━━━━━ Given text ━━━━━

We live in a society that sorts out and channels Black and Latino youth into poorly performing schools where they must pass through metal detectors on a daily basis, into dead-end low paying jobs where and when jobs are actually available, and too often, into prison. The police are a crucial part of that system. Comey conceded that today, in African American neighborhoods police develop a "cynicism that shades their attitudes about race." According to Comey, some police officers scrutinize African-Americans more closely using a mental shortcut that "becomes almost irresistible and maybe even rational by some lights."

Comey and I are certainly not the only ones who believe racism shapes police attitudes and behavior. Ira Glass of This American Life conducted an interview with Robyn Semien, a program producer, on the death in police custody of Eric Garner. Semien and a friend who is a New York City police officer watched the videotape together of Eric Garner being killed in Staten Island by a police officer who left him lying on the ground gasping for breathe.

What striking in the broadcast is how the civilian and the police officer viewed the same incident and saw it so differently. According to Glass, "When Eric Garner says over and over, I can't breathe, Robyn sees a man who's dying. Her friend does not. She tells Robyn people say that all the time when they're being arrested. They can't breathe. You're hurting them. It happens all the time. The officer totally understood why the police on the scene did not pay any attention to it."

Semien was shocked at the way her friend's police training and police point of view blinded her to what was taking place on screen. According to Semien "What's odd to me is that now, even after the fact, we know that he really couldn't breathe. And she kind of wouldn't even totally cop to the fact that he was probably telling the truth as we watched the video."

At Hofstra University program, one of the panelists was a New York City police detective who defended police action and the operation of the American legal system in the Eric Garner and Michael Brown cases. He challenged the other panelists to list specific things they wanted to see changed in police attitudes and behavior to improve relations with minority communities where they are often seen as an invading army. At the panel I made four concrete recommendations. Since then I have added to my list.

I believe the way police are trained and allowed to act adds to the racial divide in the United States. These are nine proposals in answer to his challenge. I recognize they will be difficult to implement and that given broader societal pressures there are no guarantees they will work. They will not end racism in the United States, but I believe they will help address the feeling in some communities that the police are a militarized force of occupation. I present them here with the hope they make it into high school classrooms and public forums to further the discussion called for by FBI Director Comey.

Proposals to Change Policing

1. Stop "Stop and Frisk." In August 2013 a federal judge ruled that "Stop and Frisk" police practices in New York City violated the constitutional rights of Blacks and Latinos. New York City Mayor Bill de Blasio and Police Commissioner William Bratton officially suspended "Stop and Frisk" implemented by their predecessors, although some New York civil rights activists believed they were still being used. Similar police policies are still in effect in New Orleans, Philadelphia, Baltimore, Oakland, Newark, Miami Gardens, and San Francisco. According to a September 2014 NAACP report, twenty states do not explicitly prohibit racial profile, and the NAACP has launched a campaign for a national ban on "Stop and Frisk."

━━━━━ Data records ━━━━━

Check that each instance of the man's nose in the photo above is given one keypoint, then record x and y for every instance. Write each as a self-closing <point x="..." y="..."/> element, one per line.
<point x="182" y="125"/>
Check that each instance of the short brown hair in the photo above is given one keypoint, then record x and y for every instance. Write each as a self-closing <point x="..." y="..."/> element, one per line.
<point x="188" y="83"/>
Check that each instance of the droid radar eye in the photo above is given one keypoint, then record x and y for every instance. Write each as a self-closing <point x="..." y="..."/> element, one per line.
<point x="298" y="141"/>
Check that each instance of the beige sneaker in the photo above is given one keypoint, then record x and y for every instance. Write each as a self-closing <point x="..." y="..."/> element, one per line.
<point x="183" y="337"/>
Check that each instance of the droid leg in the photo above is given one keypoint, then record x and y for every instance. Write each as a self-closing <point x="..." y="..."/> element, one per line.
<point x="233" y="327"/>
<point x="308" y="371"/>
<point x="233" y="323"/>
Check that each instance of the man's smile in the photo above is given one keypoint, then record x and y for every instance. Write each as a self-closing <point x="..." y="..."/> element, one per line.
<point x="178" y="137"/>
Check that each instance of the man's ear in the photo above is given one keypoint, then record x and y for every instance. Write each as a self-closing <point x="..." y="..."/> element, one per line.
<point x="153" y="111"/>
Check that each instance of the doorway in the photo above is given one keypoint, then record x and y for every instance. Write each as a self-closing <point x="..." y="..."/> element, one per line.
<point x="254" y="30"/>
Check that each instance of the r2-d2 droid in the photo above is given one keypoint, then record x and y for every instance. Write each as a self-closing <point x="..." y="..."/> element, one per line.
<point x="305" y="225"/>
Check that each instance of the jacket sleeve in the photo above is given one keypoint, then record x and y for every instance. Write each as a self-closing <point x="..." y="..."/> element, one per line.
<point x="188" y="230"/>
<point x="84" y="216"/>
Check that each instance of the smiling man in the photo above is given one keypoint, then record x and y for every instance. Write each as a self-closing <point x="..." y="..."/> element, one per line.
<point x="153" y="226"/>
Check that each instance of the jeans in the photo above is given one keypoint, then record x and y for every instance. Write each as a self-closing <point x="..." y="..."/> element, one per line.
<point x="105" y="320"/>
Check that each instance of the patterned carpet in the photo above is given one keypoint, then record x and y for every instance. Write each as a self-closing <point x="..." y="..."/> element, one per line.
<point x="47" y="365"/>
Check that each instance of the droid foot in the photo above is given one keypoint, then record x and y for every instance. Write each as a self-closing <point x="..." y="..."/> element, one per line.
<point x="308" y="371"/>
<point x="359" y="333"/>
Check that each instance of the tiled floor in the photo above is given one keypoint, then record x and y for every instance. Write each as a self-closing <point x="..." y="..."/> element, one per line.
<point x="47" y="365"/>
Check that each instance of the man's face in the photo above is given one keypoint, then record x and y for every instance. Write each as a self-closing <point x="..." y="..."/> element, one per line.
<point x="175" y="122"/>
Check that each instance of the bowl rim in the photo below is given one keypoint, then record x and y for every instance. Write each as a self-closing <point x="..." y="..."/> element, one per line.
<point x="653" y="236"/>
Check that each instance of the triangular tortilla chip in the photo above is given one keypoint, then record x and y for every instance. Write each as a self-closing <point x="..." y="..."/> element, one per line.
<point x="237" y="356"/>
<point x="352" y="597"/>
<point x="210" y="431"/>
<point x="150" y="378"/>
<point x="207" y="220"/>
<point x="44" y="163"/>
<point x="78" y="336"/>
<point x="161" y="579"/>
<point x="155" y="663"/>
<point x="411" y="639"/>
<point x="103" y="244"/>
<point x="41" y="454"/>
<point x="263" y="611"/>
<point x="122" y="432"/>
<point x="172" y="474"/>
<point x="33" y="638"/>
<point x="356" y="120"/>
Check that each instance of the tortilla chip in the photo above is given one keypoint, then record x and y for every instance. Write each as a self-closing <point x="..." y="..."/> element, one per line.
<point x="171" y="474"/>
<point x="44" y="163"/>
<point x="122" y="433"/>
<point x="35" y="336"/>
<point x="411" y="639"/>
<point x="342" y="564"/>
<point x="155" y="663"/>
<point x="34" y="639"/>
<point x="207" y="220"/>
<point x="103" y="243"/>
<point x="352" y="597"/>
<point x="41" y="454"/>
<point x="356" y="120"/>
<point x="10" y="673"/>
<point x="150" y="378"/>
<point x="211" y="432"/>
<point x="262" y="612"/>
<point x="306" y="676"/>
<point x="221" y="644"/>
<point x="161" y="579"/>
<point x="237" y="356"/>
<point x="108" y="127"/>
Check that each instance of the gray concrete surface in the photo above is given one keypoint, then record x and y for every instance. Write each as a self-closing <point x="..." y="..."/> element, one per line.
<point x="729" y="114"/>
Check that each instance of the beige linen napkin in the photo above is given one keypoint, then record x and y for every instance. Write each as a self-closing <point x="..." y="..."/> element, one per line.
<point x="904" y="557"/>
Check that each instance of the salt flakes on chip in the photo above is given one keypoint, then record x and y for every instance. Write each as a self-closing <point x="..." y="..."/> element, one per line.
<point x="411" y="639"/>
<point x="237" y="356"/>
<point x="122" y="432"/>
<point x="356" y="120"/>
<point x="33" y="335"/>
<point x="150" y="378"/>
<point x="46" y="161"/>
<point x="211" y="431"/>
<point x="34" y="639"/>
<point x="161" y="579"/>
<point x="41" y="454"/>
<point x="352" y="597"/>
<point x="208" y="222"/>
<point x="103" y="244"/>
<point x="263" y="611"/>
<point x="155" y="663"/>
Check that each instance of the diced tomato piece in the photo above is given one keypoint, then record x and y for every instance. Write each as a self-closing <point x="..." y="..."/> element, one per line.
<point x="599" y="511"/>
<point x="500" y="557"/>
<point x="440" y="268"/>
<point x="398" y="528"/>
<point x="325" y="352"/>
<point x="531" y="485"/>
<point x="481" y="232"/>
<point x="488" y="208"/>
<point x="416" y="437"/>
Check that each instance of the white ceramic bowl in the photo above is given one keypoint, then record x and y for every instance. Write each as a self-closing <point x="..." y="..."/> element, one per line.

━━━━━
━━━━━ Data records ━━━━━

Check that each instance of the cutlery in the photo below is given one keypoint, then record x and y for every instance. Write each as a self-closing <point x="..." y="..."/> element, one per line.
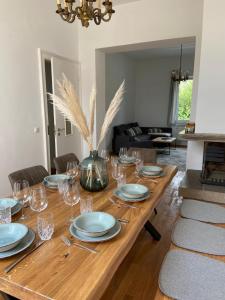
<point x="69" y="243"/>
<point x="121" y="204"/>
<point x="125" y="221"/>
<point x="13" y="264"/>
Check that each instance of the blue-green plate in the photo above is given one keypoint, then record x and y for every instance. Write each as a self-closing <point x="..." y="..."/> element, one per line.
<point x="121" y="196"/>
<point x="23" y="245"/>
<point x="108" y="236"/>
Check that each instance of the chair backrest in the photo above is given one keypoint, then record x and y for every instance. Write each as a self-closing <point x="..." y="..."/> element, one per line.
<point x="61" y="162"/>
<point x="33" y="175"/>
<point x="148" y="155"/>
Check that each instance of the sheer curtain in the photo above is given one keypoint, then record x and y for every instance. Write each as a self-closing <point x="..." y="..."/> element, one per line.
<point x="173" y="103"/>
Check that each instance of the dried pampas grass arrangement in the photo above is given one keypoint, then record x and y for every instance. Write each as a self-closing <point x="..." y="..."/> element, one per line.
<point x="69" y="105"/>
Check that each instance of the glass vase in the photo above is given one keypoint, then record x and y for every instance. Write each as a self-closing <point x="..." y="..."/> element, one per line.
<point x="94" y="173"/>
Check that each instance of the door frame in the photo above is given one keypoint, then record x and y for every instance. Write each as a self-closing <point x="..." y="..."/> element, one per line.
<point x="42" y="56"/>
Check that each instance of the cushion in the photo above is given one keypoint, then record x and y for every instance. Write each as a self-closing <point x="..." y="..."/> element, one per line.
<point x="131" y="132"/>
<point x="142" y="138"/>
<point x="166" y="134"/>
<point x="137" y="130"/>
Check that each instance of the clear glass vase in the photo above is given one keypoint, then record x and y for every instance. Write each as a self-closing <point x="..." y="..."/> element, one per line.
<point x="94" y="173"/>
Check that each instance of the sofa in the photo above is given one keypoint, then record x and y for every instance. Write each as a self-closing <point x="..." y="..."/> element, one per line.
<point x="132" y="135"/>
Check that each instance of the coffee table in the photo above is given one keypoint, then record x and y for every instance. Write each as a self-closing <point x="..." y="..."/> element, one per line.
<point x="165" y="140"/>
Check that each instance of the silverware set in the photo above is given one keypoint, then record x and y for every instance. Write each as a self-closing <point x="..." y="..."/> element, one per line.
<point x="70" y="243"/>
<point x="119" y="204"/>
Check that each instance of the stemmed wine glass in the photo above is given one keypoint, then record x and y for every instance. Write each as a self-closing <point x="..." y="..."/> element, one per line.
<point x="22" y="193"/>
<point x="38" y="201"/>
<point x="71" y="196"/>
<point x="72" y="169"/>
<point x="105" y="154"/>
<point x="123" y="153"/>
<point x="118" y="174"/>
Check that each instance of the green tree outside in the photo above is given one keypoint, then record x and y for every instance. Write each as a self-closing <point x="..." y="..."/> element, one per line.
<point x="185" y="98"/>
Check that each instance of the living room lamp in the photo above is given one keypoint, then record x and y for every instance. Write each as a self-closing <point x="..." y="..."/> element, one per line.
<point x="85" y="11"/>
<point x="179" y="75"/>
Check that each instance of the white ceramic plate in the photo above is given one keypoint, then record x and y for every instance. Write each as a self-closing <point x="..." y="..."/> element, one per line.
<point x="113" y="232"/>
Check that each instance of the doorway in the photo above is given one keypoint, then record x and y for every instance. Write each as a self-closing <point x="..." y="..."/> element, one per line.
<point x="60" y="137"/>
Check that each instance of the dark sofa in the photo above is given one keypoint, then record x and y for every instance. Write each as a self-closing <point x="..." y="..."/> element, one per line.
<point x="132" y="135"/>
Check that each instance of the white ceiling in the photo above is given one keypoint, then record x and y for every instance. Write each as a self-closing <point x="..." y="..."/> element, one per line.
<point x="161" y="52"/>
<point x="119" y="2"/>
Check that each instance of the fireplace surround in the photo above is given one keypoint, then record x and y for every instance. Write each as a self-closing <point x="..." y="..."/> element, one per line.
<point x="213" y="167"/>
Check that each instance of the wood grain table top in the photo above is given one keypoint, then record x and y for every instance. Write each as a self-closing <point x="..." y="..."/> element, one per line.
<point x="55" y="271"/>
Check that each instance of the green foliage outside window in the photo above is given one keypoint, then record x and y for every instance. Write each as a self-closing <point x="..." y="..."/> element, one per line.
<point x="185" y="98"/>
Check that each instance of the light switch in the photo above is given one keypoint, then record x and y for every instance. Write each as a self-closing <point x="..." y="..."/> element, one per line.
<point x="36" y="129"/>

━━━━━

* Tasks to complete:
[1] Answer these about the essay on policing:
(a) What job does Robyn Semien hold?
(b) In what month and year did a federal judge rule against "Stop and Frisk" in New York City?
(c) How many proposals does the writer offer in answer to the detective's challenge?
[2] Pick up the essay on policing after its last sentence and keep writing it.
The entries have nothing to do with what follows.

* Results for the exercise:
[1]
(a) She is a program producer.
(b) August 2013.
(c) Nine.

[2]
2. Affirmative action in the hiring of police officers. In 2010, the population of Ferguson, Missouri 67.4 percent African American. Its police force was almost 95% White. From 1983 to 1992, police departments in fifty of the largest cities in the United States used affirmative action policies to promote diversity and make the police force more like the communities they serve. In New York City, where there has been a systematic effort to hire more minorities and women, 53% of patrol officers are Black, Latino, or Asian. However, according to the Washington Post, "More than three quarters of cities on which the Census Bureau has collected data have a police presence that's disproportionately white relative to the local population. Meanwhile, in more than 40 percent of cities, blacks are under-represented among police officers." In police departments that are more diverse, language and behavior and hopefully attitudes about race will change.

3. Return to community policing. Get police officers out of the cars and onto the streets so they meet people and people meet them. A Police Foundation study in Newark, New Jersey found that foot patrols increased both the public's sense of safety and its satisfaction with the performance of the police. Keeping them in cars adds to the feeling that police are invaders with no relationship to the people they are policing. In addition, enforce community residency requirements for police officers. Police who live in a community will respect and be respected differently.

4. Police must obey the law. In the United States police often act like they are above the law, especially while driving. In New York City, you continually witness police officers that double-park and block traffic when they stop for coffee, who park in no parking zones, who talk on cell phones while driving, who drift through red lights and stop signs, and who turn without signaling. That police must obey the law is a fundamental principle that dates back to the grievances listed against Great Britain in the Declaration of Independence.

5. Diffuse, disarm, or disengage. In the United States, police officers are allowed to use what they consider "reasonable" force when they feel threatened and they are trained to shoot to kill. In 2013, a study in Philadelphia found that although crime rates had declined, police were firing at suspects more frequently. Too many officers find unarmed Black men threatening leading to the epidemic of Black men killed by police. These policies must stop. If a police officer feels threatened, they should withdraw until backup arrives. If Darren Wilson did that in Ferguson, Michael Brown would be alive today and police-community conflict could have been averted, at least temporarily.

6. Erase the "Thin Blue Line." The "Thin Blue Line" originally symbolized respect for fellow officers who fell in the line of duty and ties between police and community. Now it means "us against them" and unwavering loyalty, especially don't rat on a fellow officer. Police officers who turn the other way when cops break the law or who refuse to testify against fellow officers should be immediately suspended without pay. In many communities it turns "blue" into just another gang color.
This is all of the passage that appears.